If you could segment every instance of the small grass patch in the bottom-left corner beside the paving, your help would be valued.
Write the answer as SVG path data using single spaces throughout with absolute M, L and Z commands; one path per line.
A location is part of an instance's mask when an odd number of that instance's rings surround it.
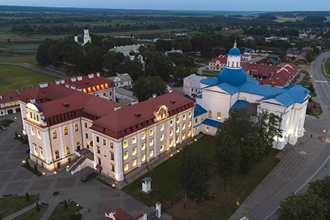
M 34 200 L 34 195 L 29 195 L 29 201 L 27 202 L 25 195 L 11 198 L 1 198 L 0 199 L 0 216 L 1 218 L 6 218 L 15 212 L 24 209 L 25 207 L 36 202 Z

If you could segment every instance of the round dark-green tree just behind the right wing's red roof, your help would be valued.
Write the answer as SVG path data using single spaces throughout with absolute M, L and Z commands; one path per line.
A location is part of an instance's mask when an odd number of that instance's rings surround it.
M 147 79 L 144 77 L 138 78 L 133 84 L 132 91 L 134 96 L 138 98 L 139 102 L 151 98 L 153 93 L 156 93 L 157 96 L 161 96 L 168 92 L 166 82 L 158 76 L 149 76 Z

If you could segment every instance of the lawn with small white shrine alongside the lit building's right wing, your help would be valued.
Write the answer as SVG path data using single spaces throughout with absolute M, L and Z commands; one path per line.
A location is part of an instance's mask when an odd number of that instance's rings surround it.
M 199 152 L 199 149 L 203 149 L 203 152 L 211 155 L 213 138 L 213 136 L 203 136 L 199 138 L 197 142 L 192 143 L 190 148 L 192 148 L 194 152 Z M 154 206 L 156 202 L 166 204 L 166 201 L 170 201 L 177 195 L 180 195 L 183 190 L 176 176 L 176 167 L 180 164 L 180 155 L 181 153 L 173 155 L 169 160 L 159 164 L 159 166 L 150 170 L 147 174 L 140 176 L 140 178 L 136 179 L 136 181 L 133 181 L 122 190 L 149 207 Z M 140 192 L 142 188 L 141 180 L 147 176 L 152 179 L 152 192 L 145 195 Z

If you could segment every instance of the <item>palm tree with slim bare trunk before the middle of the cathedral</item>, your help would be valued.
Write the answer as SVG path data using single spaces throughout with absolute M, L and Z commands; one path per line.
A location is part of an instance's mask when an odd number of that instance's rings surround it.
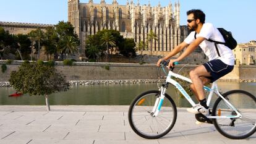
M 101 45 L 106 46 L 106 62 L 108 62 L 108 54 L 109 54 L 108 46 L 111 46 L 111 47 L 116 46 L 116 42 L 114 41 L 114 36 L 111 35 L 110 32 L 103 33 L 101 37 Z

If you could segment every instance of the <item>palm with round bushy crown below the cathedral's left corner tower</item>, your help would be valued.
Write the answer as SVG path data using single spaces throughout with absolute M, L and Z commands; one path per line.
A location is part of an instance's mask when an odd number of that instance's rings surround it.
M 78 48 L 77 46 L 79 46 L 79 43 L 77 40 L 75 40 L 74 36 L 64 36 L 64 38 L 61 40 L 61 53 L 67 54 L 74 54 L 78 52 Z

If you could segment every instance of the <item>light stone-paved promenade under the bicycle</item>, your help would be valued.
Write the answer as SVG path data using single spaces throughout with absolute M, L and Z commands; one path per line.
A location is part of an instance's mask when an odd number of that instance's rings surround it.
M 211 124 L 195 124 L 193 114 L 179 108 L 176 124 L 166 136 L 147 140 L 130 128 L 129 106 L 0 106 L 0 143 L 256 143 L 256 133 L 245 140 L 223 137 Z

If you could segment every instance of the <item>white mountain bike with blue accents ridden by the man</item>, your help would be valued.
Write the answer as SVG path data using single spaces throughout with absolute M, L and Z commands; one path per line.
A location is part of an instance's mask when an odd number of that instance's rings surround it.
M 161 68 L 164 72 L 164 67 L 167 65 L 168 61 L 161 63 Z M 159 90 L 145 91 L 130 104 L 128 112 L 129 124 L 132 130 L 140 137 L 148 139 L 160 138 L 173 129 L 177 119 L 177 108 L 171 96 L 166 93 L 169 84 L 174 85 L 186 100 L 192 106 L 195 106 L 194 101 L 173 77 L 189 83 L 192 83 L 192 81 L 187 77 L 174 73 L 173 69 L 174 67 L 171 67 L 166 76 L 166 81 Z M 216 82 L 212 83 L 211 88 L 206 86 L 203 88 L 209 92 L 207 106 L 210 105 L 213 93 L 218 98 L 213 108 L 210 108 L 211 113 L 208 116 L 195 114 L 197 121 L 213 124 L 224 137 L 232 139 L 247 138 L 255 133 L 256 98 L 254 95 L 244 90 L 231 90 L 226 93 L 220 93 Z M 243 101 L 239 101 L 241 99 Z

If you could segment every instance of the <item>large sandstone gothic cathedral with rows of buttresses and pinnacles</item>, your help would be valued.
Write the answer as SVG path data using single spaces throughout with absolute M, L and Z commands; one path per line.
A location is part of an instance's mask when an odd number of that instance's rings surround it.
M 152 54 L 165 55 L 188 35 L 187 26 L 180 25 L 179 9 L 179 2 L 165 7 L 159 2 L 152 7 L 150 2 L 140 5 L 139 0 L 137 4 L 127 0 L 126 6 L 119 5 L 116 0 L 112 4 L 106 4 L 105 0 L 100 4 L 93 0 L 88 3 L 68 0 L 68 20 L 79 35 L 81 49 L 85 49 L 88 35 L 103 29 L 117 30 L 124 38 L 133 38 L 135 43 L 146 41 L 147 34 L 153 30 L 158 40 L 153 40 Z

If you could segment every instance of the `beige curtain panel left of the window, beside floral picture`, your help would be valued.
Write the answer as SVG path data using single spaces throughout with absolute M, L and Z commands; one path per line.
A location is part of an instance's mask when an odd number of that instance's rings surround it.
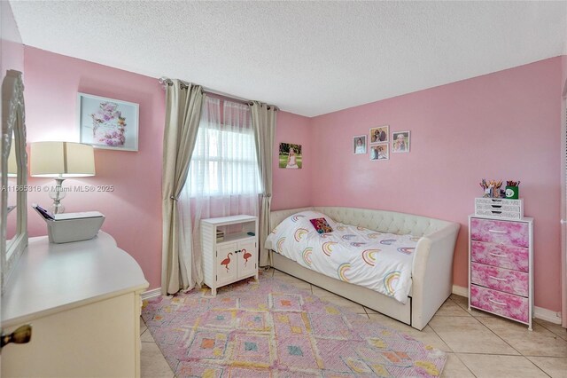
M 161 182 L 163 245 L 161 292 L 177 293 L 190 287 L 190 246 L 180 242 L 180 215 L 177 199 L 185 185 L 190 158 L 197 139 L 203 104 L 199 85 L 171 80 L 166 85 L 166 127 L 163 138 Z M 190 225 L 189 225 L 190 226 Z

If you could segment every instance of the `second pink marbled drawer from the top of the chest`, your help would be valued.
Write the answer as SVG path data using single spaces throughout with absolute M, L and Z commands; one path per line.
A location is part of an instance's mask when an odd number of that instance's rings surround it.
M 477 263 L 528 272 L 529 256 L 528 248 L 470 240 L 470 260 Z

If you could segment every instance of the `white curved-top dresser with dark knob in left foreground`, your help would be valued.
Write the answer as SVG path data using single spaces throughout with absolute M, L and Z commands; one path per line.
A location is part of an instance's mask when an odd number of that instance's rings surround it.
M 4 346 L 2 377 L 139 377 L 146 287 L 105 232 L 66 244 L 31 238 L 2 296 L 2 327 L 29 323 L 32 337 Z

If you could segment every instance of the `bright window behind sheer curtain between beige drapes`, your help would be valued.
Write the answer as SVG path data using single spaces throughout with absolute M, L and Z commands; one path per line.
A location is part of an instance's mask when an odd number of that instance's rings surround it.
M 191 197 L 260 193 L 248 106 L 206 98 L 186 185 Z

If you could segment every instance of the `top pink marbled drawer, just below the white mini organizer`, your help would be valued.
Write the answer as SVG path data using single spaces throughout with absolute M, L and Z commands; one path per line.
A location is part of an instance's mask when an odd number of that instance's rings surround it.
M 470 238 L 517 247 L 530 245 L 528 224 L 524 222 L 470 218 Z

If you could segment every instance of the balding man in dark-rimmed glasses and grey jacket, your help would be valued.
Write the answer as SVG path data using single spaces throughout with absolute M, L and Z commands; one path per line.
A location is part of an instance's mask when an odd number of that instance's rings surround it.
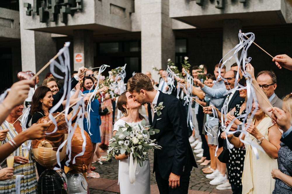
M 275 94 L 277 88 L 277 77 L 273 71 L 261 71 L 256 76 L 260 88 L 266 93 L 272 106 L 282 109 L 283 101 Z

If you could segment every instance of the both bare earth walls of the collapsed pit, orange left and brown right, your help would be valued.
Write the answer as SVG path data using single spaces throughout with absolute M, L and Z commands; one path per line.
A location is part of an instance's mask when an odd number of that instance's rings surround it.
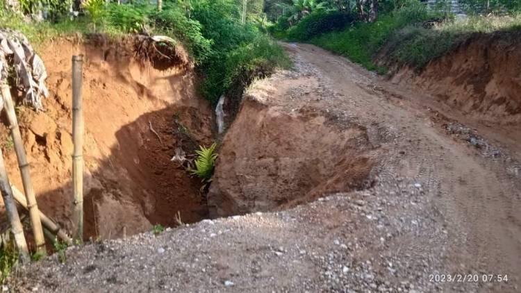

## WHAT YOU NEED TO DO
Reproduce, word for word, everything in the listing above except the pictures.

## WRITTEN RESPONSE
If you could segment every instance of the small grass patch in the bottom-left corner beside the paving, your help would be valued.
Write the answer as SVG path data using single spaces throughout with absolute M, L and Z commands; one path per line.
A location is part of an instance's mask when an odd number of that instance's rings surround it.
M 34 200 L 34 195 L 29 195 L 29 201 L 27 202 L 25 195 L 11 198 L 1 198 L 0 199 L 0 216 L 1 218 L 6 218 L 15 212 L 24 209 L 25 207 L 36 202 Z

If you could segment every instance of the round dark-green tree just behind the right wing's red roof, your help would be valued.
Write the answer as SVG path data using single spaces throughout with absolute M, L and Z commands; one path per line.
A location is part of an instance's mask when an odd number of that instance's rings surround it.
M 147 79 L 144 77 L 138 78 L 133 84 L 132 91 L 134 96 L 138 98 L 139 102 L 151 98 L 153 93 L 156 93 L 157 96 L 161 96 L 168 92 L 166 82 L 158 76 L 149 76 Z

If you could segment every instance of the lawn with small white shrine alongside the lit building's right wing, your help would be valued.
Write the answer as SVG path data using single spaces throughout with absolute M, L and Z commands; one path per line.
A location is part of an instance's mask when an odd number of that instance's rings surround it.
M 199 152 L 199 149 L 203 149 L 203 152 L 211 155 L 213 138 L 213 136 L 203 136 L 199 138 L 197 142 L 192 143 L 190 148 L 192 148 L 194 152 Z M 154 206 L 156 202 L 166 204 L 166 201 L 170 201 L 177 195 L 180 195 L 183 190 L 176 176 L 176 167 L 180 164 L 180 155 L 181 153 L 173 155 L 169 160 L 159 164 L 159 166 L 150 170 L 147 174 L 140 176 L 140 178 L 136 179 L 136 181 L 133 181 L 122 190 L 149 207 Z M 140 192 L 142 188 L 141 180 L 147 176 L 152 179 L 152 192 L 145 195 Z

If you could segment every instance of the <item>palm tree with slim bare trunk before the middle of the cathedral</item>, your help would be valued.
Write the answer as SVG path data using single spaces throughout with absolute M, L and Z commands; one path per line.
A location is part of an instance's mask when an odd number of that instance's rings surround it.
M 101 45 L 106 46 L 106 62 L 108 62 L 108 54 L 109 54 L 108 46 L 111 46 L 111 47 L 116 46 L 116 42 L 114 41 L 114 36 L 111 35 L 110 32 L 103 33 L 101 37 Z

If you could segment every instance of the <item>palm with round bushy crown below the cathedral's left corner tower</item>, your help would be valued.
Write the answer as SVG path data using single spaces throughout with absolute M, L and Z commands; one path per line.
A location is part of an instance's mask when an odd number of that instance's rings surround it.
M 78 48 L 77 46 L 79 46 L 79 43 L 77 40 L 75 40 L 74 36 L 64 36 L 64 38 L 61 40 L 61 53 L 67 54 L 74 54 L 78 52 Z

If you could segment every instance of the <item>light stone-paved promenade under the bicycle</item>, your help would be valued.
Write the answer as SVG path data using single spaces throughout with absolute M, L and Z commands; one path per line.
A location is part of an instance's mask when an odd number of that instance's rings surround it.
M 211 124 L 195 124 L 193 114 L 179 108 L 176 124 L 166 136 L 147 140 L 130 128 L 129 106 L 0 106 L 0 143 L 256 143 L 256 133 L 245 140 L 223 137 Z

If you could segment every instance of the <item>white mountain bike with blue accents ridden by the man</item>, your help would be valued.
Write the answer as SVG path data using single spaces throughout with absolute M, L and Z commands; one path per line.
A location is part of an instance's mask when an odd number of that instance's rings surround it.
M 161 68 L 164 72 L 164 67 L 167 65 L 168 61 L 161 63 Z M 159 90 L 145 91 L 130 104 L 128 112 L 129 124 L 132 130 L 140 137 L 148 139 L 160 138 L 173 129 L 177 119 L 177 108 L 171 96 L 166 93 L 169 84 L 174 85 L 186 100 L 192 106 L 195 106 L 194 101 L 173 77 L 189 83 L 192 83 L 192 81 L 187 77 L 174 73 L 173 69 L 174 67 L 171 67 L 166 76 L 166 81 Z M 216 82 L 212 83 L 211 88 L 206 86 L 203 88 L 209 92 L 207 106 L 210 105 L 213 93 L 218 98 L 213 108 L 210 108 L 211 113 L 208 116 L 195 114 L 197 121 L 213 124 L 224 137 L 232 139 L 247 138 L 255 133 L 256 98 L 254 95 L 244 90 L 231 90 L 226 93 L 220 93 Z M 243 101 L 239 101 L 241 99 Z

If you could segment every instance of the <item>large sandstone gothic cathedral with rows of buttresses and pinnacles</item>, your help would be valued.
Write the answer as SVG path data using single spaces throughout with absolute M, L and Z commands; one path per line.
A location is part of an instance's mask when an odd number of that instance's rings surround it.
M 152 54 L 165 55 L 188 35 L 187 26 L 180 25 L 179 9 L 179 2 L 165 7 L 159 2 L 152 7 L 150 2 L 140 5 L 139 0 L 137 4 L 127 0 L 126 6 L 119 5 L 116 0 L 112 4 L 106 4 L 105 0 L 100 4 L 93 0 L 88 3 L 68 0 L 68 20 L 79 35 L 81 49 L 85 49 L 88 35 L 103 29 L 117 30 L 124 38 L 133 38 L 135 43 L 146 41 L 147 34 L 153 30 L 158 40 L 153 40 Z

If you could segment every instance of the `beige curtain panel left of the window, beside floral picture`, your help would be valued.
Write the answer as SVG path data using single spaces throughout with absolute M, L and Z commands; one path per line.
A location is part of an instance's mask when an odd number of that instance's rings surround it.
M 161 182 L 163 245 L 161 292 L 177 293 L 190 287 L 190 246 L 180 242 L 180 215 L 177 199 L 185 185 L 190 158 L 197 139 L 203 104 L 199 85 L 171 80 L 166 85 L 166 127 L 163 138 Z M 190 225 L 189 225 L 190 226 Z

If you could segment every instance of the `second pink marbled drawer from the top of the chest`, your help would be valued.
Write the answer as SVG path data using single spaces throughout with absolute M, L and Z commands; one path per line.
A location is part of an instance's mask when an odd number of that instance's rings surround it.
M 477 263 L 528 272 L 529 256 L 528 248 L 470 240 L 470 260 Z

If you could segment every instance of the `white curved-top dresser with dark knob in left foreground`, your help would be valued.
Write the answer as SVG path data using single spaces throughout with absolute M, L and Z commands; one path per line.
A location is part of an instance's mask when an odd number of that instance's rings surround it.
M 4 346 L 2 377 L 139 377 L 146 287 L 105 232 L 66 244 L 31 238 L 2 296 L 2 327 L 29 323 L 32 337 Z

If you could segment every instance of the `bright window behind sheer curtain between beige drapes`, your help would be valued.
Write the answer as SVG path data using single spaces throughout with absolute M, L and Z commands; one path per line.
A location is part of an instance's mask when an odd number of that instance's rings surround it.
M 191 197 L 260 193 L 248 106 L 206 98 L 186 185 Z

If you could segment every instance of the `top pink marbled drawer, just below the white mini organizer`, your help would be valued.
Write the answer as SVG path data using single spaces throughout with absolute M, L and Z commands; one path per line.
A location is part of an instance's mask when an odd number of that instance's rings surround it.
M 470 238 L 517 247 L 530 245 L 528 224 L 524 222 L 470 218 Z

If you could segment every instance of the balding man in dark-rimmed glasses and grey jacket, your help would be valued.
Write the answer as SVG path data using single spaces throughout with absolute M, L and Z commands; one path per line.
A location is part of an instance's mask when an odd number of that instance's rings surround it.
M 275 94 L 277 88 L 277 77 L 273 71 L 261 71 L 256 76 L 260 88 L 266 93 L 272 106 L 282 109 L 283 101 Z

If you could segment every instance of the both bare earth walls of the collapsed pit, orange left and brown right, your help would be valued.
Write the answer as SVG path data using single spaces throughout with absolute M, L and Z commands; one path per line.
A location is part of an instance's mask when an odd number of that instance's rings surround it.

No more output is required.